## REQUIREMENT
Wherever the word "negative" shows up in the data, report the line it sits in.

## DATASET RECORDS
----------

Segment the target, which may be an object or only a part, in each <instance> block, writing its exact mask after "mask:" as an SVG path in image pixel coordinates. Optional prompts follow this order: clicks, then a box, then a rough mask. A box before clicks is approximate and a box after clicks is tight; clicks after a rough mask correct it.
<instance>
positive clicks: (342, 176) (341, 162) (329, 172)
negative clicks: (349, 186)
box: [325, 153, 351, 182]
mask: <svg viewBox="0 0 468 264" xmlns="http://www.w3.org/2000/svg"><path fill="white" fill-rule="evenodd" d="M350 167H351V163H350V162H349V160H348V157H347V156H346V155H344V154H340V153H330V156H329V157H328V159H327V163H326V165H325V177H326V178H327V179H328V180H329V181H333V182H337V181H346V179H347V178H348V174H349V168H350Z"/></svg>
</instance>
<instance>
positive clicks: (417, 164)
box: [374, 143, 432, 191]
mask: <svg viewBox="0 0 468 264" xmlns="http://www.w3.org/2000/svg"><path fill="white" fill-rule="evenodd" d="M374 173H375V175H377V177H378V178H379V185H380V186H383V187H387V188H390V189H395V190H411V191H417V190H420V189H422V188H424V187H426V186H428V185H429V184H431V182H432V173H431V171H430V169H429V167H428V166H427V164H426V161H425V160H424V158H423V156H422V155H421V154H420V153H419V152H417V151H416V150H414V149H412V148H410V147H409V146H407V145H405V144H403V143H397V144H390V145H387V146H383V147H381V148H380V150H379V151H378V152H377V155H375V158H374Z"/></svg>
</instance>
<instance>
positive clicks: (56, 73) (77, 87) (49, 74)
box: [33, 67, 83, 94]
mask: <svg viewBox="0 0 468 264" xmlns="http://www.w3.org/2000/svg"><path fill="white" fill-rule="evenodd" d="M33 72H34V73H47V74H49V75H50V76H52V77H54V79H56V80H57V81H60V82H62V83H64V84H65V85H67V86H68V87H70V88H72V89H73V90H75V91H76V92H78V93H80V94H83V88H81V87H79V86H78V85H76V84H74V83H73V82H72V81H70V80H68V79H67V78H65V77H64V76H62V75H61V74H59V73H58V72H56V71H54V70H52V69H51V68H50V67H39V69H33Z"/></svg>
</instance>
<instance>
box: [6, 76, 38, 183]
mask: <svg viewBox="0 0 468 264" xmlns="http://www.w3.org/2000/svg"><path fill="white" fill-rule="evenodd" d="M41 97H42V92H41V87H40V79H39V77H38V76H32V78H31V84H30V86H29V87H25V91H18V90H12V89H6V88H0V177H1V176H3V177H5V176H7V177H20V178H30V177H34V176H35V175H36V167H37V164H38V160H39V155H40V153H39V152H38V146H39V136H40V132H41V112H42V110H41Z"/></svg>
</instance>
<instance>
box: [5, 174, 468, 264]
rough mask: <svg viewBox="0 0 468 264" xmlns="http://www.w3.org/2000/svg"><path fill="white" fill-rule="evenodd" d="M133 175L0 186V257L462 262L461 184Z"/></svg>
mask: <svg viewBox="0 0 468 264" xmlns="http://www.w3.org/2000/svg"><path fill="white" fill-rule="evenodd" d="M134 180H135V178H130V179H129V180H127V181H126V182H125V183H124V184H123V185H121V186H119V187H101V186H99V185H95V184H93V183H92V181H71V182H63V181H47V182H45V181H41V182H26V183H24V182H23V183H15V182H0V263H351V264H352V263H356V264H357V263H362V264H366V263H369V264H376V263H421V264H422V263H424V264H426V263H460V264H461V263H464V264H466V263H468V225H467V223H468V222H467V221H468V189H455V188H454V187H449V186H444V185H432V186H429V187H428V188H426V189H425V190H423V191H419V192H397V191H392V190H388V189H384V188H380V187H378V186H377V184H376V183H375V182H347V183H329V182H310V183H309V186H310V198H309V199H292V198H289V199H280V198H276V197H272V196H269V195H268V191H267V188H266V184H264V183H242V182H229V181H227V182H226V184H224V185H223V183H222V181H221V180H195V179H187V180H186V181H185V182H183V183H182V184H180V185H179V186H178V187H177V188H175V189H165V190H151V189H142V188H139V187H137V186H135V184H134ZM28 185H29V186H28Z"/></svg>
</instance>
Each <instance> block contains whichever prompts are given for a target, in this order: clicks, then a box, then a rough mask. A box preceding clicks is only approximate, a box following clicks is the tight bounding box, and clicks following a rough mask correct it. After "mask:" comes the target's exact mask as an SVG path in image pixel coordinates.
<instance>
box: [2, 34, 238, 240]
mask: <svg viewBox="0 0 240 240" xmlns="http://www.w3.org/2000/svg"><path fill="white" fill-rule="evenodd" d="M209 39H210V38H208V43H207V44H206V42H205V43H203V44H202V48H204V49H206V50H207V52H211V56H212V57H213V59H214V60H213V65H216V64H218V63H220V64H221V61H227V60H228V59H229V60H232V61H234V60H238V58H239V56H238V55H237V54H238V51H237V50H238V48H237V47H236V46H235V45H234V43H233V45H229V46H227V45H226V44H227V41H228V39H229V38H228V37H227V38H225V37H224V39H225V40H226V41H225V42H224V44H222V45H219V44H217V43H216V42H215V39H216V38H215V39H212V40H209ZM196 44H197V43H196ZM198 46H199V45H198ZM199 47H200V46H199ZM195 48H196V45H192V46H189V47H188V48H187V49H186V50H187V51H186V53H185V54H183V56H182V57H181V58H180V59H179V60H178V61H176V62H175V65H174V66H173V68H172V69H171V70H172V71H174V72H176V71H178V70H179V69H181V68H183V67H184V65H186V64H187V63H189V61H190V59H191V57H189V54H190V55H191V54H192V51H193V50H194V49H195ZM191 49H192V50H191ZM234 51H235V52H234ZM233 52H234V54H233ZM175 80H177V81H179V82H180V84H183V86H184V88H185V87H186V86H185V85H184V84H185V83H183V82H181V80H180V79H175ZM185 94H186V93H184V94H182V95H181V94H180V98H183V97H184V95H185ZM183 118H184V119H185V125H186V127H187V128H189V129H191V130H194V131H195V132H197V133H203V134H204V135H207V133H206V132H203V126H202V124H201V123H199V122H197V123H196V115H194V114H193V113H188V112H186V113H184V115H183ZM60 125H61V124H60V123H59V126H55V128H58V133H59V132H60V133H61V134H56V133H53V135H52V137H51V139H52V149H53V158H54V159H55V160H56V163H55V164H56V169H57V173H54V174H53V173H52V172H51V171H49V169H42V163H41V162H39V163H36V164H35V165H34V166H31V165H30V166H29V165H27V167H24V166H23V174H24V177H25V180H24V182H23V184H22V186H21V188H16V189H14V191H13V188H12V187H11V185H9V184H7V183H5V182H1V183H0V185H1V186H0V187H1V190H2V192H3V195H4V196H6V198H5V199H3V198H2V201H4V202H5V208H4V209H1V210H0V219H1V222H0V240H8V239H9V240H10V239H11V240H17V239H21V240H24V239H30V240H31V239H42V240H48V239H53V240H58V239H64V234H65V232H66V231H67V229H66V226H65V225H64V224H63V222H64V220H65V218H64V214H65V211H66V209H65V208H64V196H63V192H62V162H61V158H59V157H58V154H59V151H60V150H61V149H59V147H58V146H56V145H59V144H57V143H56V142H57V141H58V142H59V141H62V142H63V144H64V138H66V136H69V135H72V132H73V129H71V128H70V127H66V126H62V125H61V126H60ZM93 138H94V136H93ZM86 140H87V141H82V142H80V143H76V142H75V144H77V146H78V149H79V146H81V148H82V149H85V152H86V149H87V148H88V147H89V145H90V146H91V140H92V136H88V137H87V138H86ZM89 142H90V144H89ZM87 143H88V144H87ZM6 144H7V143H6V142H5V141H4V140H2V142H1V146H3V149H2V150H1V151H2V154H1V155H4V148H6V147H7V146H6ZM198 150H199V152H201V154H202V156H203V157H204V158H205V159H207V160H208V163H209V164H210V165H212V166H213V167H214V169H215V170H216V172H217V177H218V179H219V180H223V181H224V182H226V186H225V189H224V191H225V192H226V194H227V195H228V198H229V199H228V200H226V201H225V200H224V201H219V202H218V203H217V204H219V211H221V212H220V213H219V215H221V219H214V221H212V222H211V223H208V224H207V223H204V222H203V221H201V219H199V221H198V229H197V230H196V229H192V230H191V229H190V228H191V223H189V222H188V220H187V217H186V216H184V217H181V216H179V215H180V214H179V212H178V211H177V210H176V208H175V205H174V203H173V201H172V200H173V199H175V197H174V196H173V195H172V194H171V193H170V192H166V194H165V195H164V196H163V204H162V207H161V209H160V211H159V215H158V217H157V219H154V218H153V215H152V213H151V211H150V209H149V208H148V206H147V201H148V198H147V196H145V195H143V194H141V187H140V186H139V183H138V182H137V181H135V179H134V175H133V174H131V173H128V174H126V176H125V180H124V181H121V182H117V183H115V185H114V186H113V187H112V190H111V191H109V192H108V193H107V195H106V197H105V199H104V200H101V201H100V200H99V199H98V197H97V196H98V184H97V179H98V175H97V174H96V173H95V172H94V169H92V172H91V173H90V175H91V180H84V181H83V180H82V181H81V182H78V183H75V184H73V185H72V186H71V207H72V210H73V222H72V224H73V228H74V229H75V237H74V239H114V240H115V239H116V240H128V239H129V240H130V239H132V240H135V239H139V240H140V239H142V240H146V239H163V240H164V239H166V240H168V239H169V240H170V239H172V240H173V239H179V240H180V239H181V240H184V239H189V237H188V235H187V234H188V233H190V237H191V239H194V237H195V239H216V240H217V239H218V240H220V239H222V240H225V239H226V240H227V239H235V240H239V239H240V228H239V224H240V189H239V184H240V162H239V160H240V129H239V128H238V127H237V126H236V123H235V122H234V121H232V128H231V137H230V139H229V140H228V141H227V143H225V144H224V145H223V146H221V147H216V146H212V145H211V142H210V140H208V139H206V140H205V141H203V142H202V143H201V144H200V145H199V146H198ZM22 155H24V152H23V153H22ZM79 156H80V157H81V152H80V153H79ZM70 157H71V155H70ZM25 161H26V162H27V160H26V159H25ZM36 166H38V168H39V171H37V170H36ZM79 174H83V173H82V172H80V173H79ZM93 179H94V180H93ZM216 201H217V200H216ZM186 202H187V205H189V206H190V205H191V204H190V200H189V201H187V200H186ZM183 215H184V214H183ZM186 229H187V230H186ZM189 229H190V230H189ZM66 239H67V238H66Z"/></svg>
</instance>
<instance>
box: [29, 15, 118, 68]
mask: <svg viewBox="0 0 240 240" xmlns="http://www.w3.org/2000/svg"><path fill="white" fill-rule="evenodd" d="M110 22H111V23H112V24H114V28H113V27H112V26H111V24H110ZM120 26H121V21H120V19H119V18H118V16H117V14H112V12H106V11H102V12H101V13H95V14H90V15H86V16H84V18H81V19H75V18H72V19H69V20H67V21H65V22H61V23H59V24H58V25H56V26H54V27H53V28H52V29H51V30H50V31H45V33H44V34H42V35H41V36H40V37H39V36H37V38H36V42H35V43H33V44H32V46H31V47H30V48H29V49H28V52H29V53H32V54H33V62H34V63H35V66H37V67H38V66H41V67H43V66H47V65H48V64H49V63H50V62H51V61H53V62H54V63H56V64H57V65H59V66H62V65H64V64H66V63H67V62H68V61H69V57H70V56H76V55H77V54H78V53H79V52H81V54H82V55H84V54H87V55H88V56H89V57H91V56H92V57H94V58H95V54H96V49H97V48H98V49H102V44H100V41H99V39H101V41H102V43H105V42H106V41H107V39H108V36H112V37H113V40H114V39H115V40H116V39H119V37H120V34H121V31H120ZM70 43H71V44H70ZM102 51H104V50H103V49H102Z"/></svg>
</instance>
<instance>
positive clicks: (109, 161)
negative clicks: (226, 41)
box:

----------

## REPLY
negative clicks: (349, 186)
negative clicks: (226, 41)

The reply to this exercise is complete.